◆ **Belge Alıntısı**

Nöbetçi aile mahkemeleri, özellikle adli tatil dönemlerinde görülmesi gereken acil dava ve işler için görevlendirilen özel mahkemelerdir. Bu mahkemeler, aile içi uyuşmazlıkların hızlı ve etkin bir şekilde çözüme kavuşturulması, aile bireylerinin haklarının korunması ve ailenin bütünlüğünün sağlanması amacıyla faaliyet gösterir. Özellikle boşanma, nafaka, velayet, aile içi şiddet gibi konularda acil kararlar alarak mağduriyetlerin önlenmesine engellemektedirler.

Nöbetçi aile mahkemeleri, adli sistemin kesintisiz işleyişini sağlarken, aynı zamanda toplumun temel yapı taşı olan ailenin korunmasına yönelik önemli bir adım olarak değerlendirilmektedir. Bu mahkemeler, hukuki süreçlerin hızlandırılması ve adalete erişimin kolaylaştırılması açısından büyük önem taşır.

AİLE MAHKEMESİNİN GÖREVLERİ
AİLE MAHKEMESİNİN GÖREVLERİ

AİLE MAHKEMESİ DAVALARI NELERDİR?

Aile Mahkemelerinde görülen davalar, aile içindeki hukuki sorunların çözülmesinde önemli bir rol oynamaktadır. Bu davalar özellikle şu şekilde sıralanabilir:

  1. Nişanlılığın Bozulmasına İlişkin Davalar: Nişanlılık ilişkisinin sona erdirilmesi.
  2. Evlenmeye İzin Davaları: Evlilik için gerekli izinlerin alınması.
  3. Batıl Evlenmeler: Geçersiz evliliklerin hukuken düzeltilmesi.
  4. Bekleme Süresinin Kaldırılması: Evlilik sonrasında bekleme süresinin kaldırılması.
  5. Soy bağına İlişkin Davalar: Soybağı ilişkilerinin tespiti.
  6. Evlilik Birliği Davaları: Evlilik birliği ile ilgili çıkarılacak kararlar.
  7. Eşyaların Tespiti ve İadesi: Evlilik birliğindeki eşyaların belirlenmesi ve iade edilmesi.
  8. Boşanma Davaları: Evliliğin sona erdirilmesi.
  9. İştirak Nafakası Davaları: Çocukların bakımı için nafaka talepleri.
  10. Nafaka Davaları: Eşlere yönelik nafaka talepleri.
  11. Çocuğun Mallarının Korunması: Çocukların sahip olduğu malların korunması.

AİLE MAHKEMESİNE DAVA NASIL AÇILIR?

Aile Mahkemesi’ne dava açmak için ilk adım, dava konusunun belirlenmesidir. Velayet , Boşanma, nafaka , mal paylaşımı yahut aile içi şiddet gibi meselelerde başvuru yapılabilir. Davacı, dava dilekçesini hazırlayarak, davalının yerleşim yeri ya da olayın gerçekleştiği yerdeki Aile Mahkemesi’ne başvurur. Dilekçede dava sebebi, talepler ve deliller net bir şekilde ifade edilmelidir. Mahkeme dilekçeyi değerlendirip davayı kabul ettiği takdirde taraflara duruşma tarihi bildirilir. Aile Mahkemesi, hızlı çözümler üreterek aile içindeki hukuki sorunları çözmeyi amaçlar.

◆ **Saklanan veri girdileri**
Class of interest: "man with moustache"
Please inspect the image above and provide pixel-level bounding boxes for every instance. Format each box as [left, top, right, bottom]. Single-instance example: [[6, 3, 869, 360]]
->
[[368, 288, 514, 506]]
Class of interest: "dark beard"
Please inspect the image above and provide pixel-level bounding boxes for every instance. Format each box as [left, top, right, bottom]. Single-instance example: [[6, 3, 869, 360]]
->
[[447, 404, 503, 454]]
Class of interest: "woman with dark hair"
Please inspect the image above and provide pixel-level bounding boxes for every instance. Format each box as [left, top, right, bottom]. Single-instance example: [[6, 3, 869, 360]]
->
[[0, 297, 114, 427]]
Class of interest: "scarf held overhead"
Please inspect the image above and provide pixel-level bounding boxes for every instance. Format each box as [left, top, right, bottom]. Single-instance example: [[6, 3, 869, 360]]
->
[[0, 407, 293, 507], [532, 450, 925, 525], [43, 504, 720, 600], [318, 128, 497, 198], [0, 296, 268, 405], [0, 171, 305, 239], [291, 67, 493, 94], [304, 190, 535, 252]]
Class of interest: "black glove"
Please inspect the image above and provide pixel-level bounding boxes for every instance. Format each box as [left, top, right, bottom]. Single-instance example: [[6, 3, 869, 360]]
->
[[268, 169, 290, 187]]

◆ **Yönergeler**
a. Aile mahkemeleri metnine göre şu soruları yanıtla:
(i) Nöbetçi aile mahkemeleri özellikle hangi dönemlerde görülmesi gereken acil dava ve işler için görevlendirilir?
(ii) İştirak nafakası davaları hangi taleplere ilişkindir?
(iii) Davacı, dava dilekçesini hazırladıktan sonra hangi yerdeki Aile Mahkemesi'ne başvurur?
b. Saklanan veri satırlarını ilk satırdan başlayarak al ve "190, 535, 252]]" geçen satırdan sonra dur. Bu aralığı "talep" ve "yanit" sütunlarından oluşan iki sütunlu bir CSV'ye dönüştür: her talep metni yanıtıyla birlikte tek bir satır olsun, her alan tırnak içinde tek bir alan olarak yer alsın ve satır sonları boşluğa çevrilsin.

◆ **Görev Yanıtları**
a.
(i) Adli tatil dönemlerinde.
(ii) Çocukların bakımı için nafaka taleplerine.
(iii) Davalının yerleşim yerindeki ya da olayın gerçekleştiği yerdeki Aile Mahkemesi'ne.

b.
talep,yanit
"Class of interest: ""man with moustache"" Please inspect the image above and provide pixel-level bounding boxes for every instance. Format each box as [left, top, right, bottom]. Single-instance example: [[6, 3, 869, 360]] ->","[[368, 288, 514, 506]]"
"Class of interest: ""dark beard"" Please inspect the image above and provide pixel-level bounding boxes for every instance. Format each box as [left, top, right, bottom]. Single-instance example: [[6, 3, 869, 360]] ->","[[447, 404, 503, 454]]"
"Class of interest: ""woman with dark hair"" Please inspect the image above and provide pixel-level bounding boxes for every instance. Format each box as [left, top, right, bottom]. Single-instance example: [[6, 3, 869, 360]] ->","[[0, 297, 114, 427]]"
"Class of interest: ""scarf held overhead"" Please inspect the image above and provide pixel-level bounding boxes for every instance. Format each box as [left, top, right, bottom]. Single-instance example: [[6, 3, 869, 360]] ->","[[0, 407, 293, 507], [532, 450, 925, 525], [43, 504, 720, 600], [318, 128, 497, 198], [0, 296, 268, 405], [0, 171, 305, 239], [291, 67, 493, 94], [304, 190, 535, 252]]"